* Data for this exercise *
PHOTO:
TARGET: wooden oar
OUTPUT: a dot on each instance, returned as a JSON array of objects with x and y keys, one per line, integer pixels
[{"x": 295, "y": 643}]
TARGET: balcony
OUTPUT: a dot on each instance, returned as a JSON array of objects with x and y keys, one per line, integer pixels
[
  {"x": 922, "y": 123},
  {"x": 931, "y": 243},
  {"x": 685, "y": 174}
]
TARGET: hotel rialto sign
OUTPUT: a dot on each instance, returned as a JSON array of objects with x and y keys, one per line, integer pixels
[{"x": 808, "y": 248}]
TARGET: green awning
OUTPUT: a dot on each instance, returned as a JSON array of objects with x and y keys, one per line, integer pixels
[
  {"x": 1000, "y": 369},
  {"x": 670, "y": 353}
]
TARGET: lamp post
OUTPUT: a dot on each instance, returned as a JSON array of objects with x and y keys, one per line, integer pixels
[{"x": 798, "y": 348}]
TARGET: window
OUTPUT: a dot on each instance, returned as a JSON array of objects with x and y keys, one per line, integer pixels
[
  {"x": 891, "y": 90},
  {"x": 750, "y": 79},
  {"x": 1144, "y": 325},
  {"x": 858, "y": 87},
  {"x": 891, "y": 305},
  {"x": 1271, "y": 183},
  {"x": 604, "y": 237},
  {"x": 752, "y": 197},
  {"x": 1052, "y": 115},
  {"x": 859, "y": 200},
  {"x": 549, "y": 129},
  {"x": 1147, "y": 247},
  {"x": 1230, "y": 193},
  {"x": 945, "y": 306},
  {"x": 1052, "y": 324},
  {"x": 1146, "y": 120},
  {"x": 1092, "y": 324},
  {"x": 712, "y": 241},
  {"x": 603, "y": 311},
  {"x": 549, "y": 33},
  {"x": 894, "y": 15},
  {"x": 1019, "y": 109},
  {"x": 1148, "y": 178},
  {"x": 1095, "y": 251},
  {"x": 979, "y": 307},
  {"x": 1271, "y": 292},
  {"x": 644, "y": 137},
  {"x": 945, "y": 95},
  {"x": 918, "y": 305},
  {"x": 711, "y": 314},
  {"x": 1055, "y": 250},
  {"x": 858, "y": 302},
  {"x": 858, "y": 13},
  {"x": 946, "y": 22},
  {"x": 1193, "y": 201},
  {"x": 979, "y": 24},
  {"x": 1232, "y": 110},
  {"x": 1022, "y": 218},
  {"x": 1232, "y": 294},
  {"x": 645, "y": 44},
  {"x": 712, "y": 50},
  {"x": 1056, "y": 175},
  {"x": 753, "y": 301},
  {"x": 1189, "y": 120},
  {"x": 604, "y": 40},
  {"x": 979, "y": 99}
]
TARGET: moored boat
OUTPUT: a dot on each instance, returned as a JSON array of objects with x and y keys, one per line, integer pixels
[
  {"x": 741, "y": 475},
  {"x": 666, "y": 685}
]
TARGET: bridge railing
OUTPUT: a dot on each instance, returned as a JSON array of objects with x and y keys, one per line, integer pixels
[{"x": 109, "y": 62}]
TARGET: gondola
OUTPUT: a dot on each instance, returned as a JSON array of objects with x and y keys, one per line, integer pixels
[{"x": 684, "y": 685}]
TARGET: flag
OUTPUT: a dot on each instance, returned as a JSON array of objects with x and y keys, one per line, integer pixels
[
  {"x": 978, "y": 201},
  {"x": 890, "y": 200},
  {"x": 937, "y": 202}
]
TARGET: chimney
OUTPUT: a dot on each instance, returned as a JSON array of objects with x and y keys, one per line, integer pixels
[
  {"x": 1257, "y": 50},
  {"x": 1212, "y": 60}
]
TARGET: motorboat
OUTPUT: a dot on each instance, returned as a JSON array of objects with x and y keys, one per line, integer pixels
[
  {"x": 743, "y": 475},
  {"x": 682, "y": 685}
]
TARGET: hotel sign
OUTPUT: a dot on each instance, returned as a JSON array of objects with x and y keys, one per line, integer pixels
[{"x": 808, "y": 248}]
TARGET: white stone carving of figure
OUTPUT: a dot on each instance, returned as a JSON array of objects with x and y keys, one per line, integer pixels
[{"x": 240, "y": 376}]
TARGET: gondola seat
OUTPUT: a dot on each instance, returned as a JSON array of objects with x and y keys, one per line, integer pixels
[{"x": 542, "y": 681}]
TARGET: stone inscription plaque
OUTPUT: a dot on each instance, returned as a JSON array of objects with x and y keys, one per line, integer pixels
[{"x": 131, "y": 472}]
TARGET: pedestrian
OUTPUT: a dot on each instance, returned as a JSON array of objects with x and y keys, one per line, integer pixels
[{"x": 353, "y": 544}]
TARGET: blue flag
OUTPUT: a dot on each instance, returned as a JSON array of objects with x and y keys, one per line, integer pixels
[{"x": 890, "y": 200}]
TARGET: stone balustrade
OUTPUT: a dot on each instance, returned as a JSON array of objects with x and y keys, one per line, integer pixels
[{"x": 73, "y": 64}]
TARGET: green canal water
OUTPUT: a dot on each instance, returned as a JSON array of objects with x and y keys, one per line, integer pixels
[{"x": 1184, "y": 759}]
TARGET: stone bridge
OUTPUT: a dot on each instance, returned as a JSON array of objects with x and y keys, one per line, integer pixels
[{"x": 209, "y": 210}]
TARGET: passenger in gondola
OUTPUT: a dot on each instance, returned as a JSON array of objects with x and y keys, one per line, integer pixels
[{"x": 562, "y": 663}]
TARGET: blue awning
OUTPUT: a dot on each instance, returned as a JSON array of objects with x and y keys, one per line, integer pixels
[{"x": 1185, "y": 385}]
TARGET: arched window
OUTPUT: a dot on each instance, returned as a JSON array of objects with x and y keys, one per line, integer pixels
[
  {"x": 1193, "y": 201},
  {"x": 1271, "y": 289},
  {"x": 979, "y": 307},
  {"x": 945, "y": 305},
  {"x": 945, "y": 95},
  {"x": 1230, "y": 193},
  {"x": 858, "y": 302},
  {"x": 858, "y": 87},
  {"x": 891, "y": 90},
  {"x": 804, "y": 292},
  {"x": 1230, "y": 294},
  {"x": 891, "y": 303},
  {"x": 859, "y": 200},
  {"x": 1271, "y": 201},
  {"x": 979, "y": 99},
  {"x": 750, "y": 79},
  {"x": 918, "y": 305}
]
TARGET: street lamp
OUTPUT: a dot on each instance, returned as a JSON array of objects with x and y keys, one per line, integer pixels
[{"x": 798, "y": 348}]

* How to complete this task *
Would you set down every entry again, exactly?

* Output *
PHOTO:
TARGET: wooden oar
OUTPUT: a dot on each instance, returned as a JSON array of objects with x and y keys, one per line, integer pixels
[{"x": 295, "y": 643}]
TARGET: balcony
OUTPUT: a dot on each instance, returned as a JSON array of objects with x and y keys, one per line, integer pixels
[
  {"x": 922, "y": 123},
  {"x": 931, "y": 243},
  {"x": 685, "y": 174}
]
TARGET: hotel rialto sign
OUTPUT: a dot on each instance, returned as a JSON array of objects with x and y keys, one per line, integer pixels
[{"x": 808, "y": 248}]
TARGET: green awning
OUTPUT: a dot on each instance, returned as a JSON array of objects with x and y keys, one per line, integer pixels
[
  {"x": 1000, "y": 369},
  {"x": 670, "y": 353}
]
TARGET: lamp post
OUTPUT: a dot on each instance, returned as a JSON array of objects with x and y keys, one per line, integer pixels
[{"x": 798, "y": 348}]
TARGET: window
OUTPUT: a dot on each instance, returned as a JSON array of objects with x and y keys, one per line, integer pixels
[
  {"x": 891, "y": 90},
  {"x": 750, "y": 79},
  {"x": 1144, "y": 325},
  {"x": 858, "y": 87},
  {"x": 891, "y": 305},
  {"x": 1271, "y": 183},
  {"x": 604, "y": 237},
  {"x": 752, "y": 197},
  {"x": 1052, "y": 115},
  {"x": 859, "y": 200},
  {"x": 549, "y": 129},
  {"x": 1147, "y": 247},
  {"x": 1230, "y": 193},
  {"x": 945, "y": 306},
  {"x": 1052, "y": 324},
  {"x": 1146, "y": 120},
  {"x": 1092, "y": 324},
  {"x": 712, "y": 241},
  {"x": 603, "y": 311},
  {"x": 549, "y": 33},
  {"x": 894, "y": 15},
  {"x": 1019, "y": 109},
  {"x": 1148, "y": 178},
  {"x": 1095, "y": 251},
  {"x": 979, "y": 307},
  {"x": 1271, "y": 292},
  {"x": 644, "y": 137},
  {"x": 945, "y": 95},
  {"x": 918, "y": 305},
  {"x": 711, "y": 314},
  {"x": 1055, "y": 250},
  {"x": 858, "y": 302},
  {"x": 858, "y": 13},
  {"x": 946, "y": 22},
  {"x": 1193, "y": 201},
  {"x": 979, "y": 24},
  {"x": 1232, "y": 110},
  {"x": 1022, "y": 218},
  {"x": 1232, "y": 294},
  {"x": 645, "y": 44},
  {"x": 712, "y": 50},
  {"x": 1056, "y": 175},
  {"x": 753, "y": 301},
  {"x": 1189, "y": 120},
  {"x": 604, "y": 40},
  {"x": 979, "y": 99}
]
TARGET: moored boat
OUTPUT: a dot on each instance, returned as a JSON array of objects with x and y keys, one per line, integer pixels
[
  {"x": 741, "y": 475},
  {"x": 666, "y": 685}
]
TARGET: bridge railing
OUTPUT: a dot on each instance, returned as a JSON array of objects with x and y keys, one per line, integer pixels
[{"x": 109, "y": 62}]
TARGET: gondola
OUTPUT: a dot on each instance, returned as a JSON array of objects with x and y keys, one per line, integer pixels
[{"x": 684, "y": 685}]
TARGET: flag
OUTPUT: a dot on each instance, returned as a JSON array of objects with x and y keys, one per line, integer pixels
[
  {"x": 978, "y": 201},
  {"x": 890, "y": 200},
  {"x": 937, "y": 202}
]
TARGET: chimney
OUTPUT: a dot on each instance, returned as a JSON array of objects with x and y keys, one per line, integer pixels
[
  {"x": 1257, "y": 50},
  {"x": 1212, "y": 60}
]
TARGET: motorboat
OUTPUT: a dot on each instance, returned as a JSON array of objects with x and y keys, one per line, integer pixels
[
  {"x": 743, "y": 475},
  {"x": 682, "y": 685}
]
TARGET: hotel sign
OUTPUT: a dot on each instance, returned as a JSON array of objects with x and y keys, one per line, integer pixels
[{"x": 808, "y": 248}]
TARGET: white stone carving of figure
OUTPUT: a dot on each instance, returned as a JSON array of objects with x and y keys, one per line, integer pixels
[{"x": 240, "y": 376}]
TARGET: gondola seat
OUTPUT: a dot on each instance, returned as a JSON array of objects with x and y keys, one per line, integer pixels
[{"x": 542, "y": 681}]
TARGET: stone inscription plaque
OUTPUT: a dot on each instance, returned as a JSON array of objects with x and y keys, one per line, integer pixels
[{"x": 131, "y": 472}]
TARGET: pedestrian
OUTPUT: a dot on each instance, returned as a JSON array of objects with x and y keys, one per line, integer pixels
[{"x": 353, "y": 544}]
TARGET: blue flag
OUTPUT: a dot on each instance, returned as a JSON array of objects with x and y keys, one per line, integer pixels
[{"x": 890, "y": 200}]
TARGET: stone balustrade
OUTPUT: a dot on each instance, returned as a JSON array of objects with x and y keys, one per line, integer pixels
[{"x": 73, "y": 64}]
TARGET: green canal water
OUTPUT: a dot on each instance, returned as a JSON array of objects with x and y keys, one per line, integer pixels
[{"x": 1184, "y": 759}]
TARGET: stone bridge
OUTPUT: a dot on each instance, returned as a JSON array of objects with x and y keys, one per line, integer pixels
[{"x": 209, "y": 210}]
TARGET: passenger in gondola
OUTPUT: a dot on each instance, returned as a JSON array of objects with x and y keys, one per line, integer pixels
[{"x": 562, "y": 663}]
TARGET: blue awning
OUTPUT: a dot on each instance, returned as a JSON array of objects with x and y keys, one per line, integer pixels
[{"x": 1185, "y": 385}]
TARGET: arched window
OUTPUT: a dot on each instance, returned as a JSON array of objects with x and y keys, one per line, integer pixels
[
  {"x": 1193, "y": 201},
  {"x": 1271, "y": 289},
  {"x": 979, "y": 307},
  {"x": 945, "y": 305},
  {"x": 945, "y": 95},
  {"x": 1230, "y": 193},
  {"x": 858, "y": 302},
  {"x": 858, "y": 87},
  {"x": 891, "y": 90},
  {"x": 804, "y": 292},
  {"x": 1230, "y": 294},
  {"x": 891, "y": 303},
  {"x": 859, "y": 200},
  {"x": 1271, "y": 201},
  {"x": 979, "y": 99},
  {"x": 750, "y": 79},
  {"x": 918, "y": 305}
]
TARGET: street lamp
OUTPUT: a dot on each instance, returned as a JSON array of objects with x and y keys, one per line, integer pixels
[{"x": 798, "y": 348}]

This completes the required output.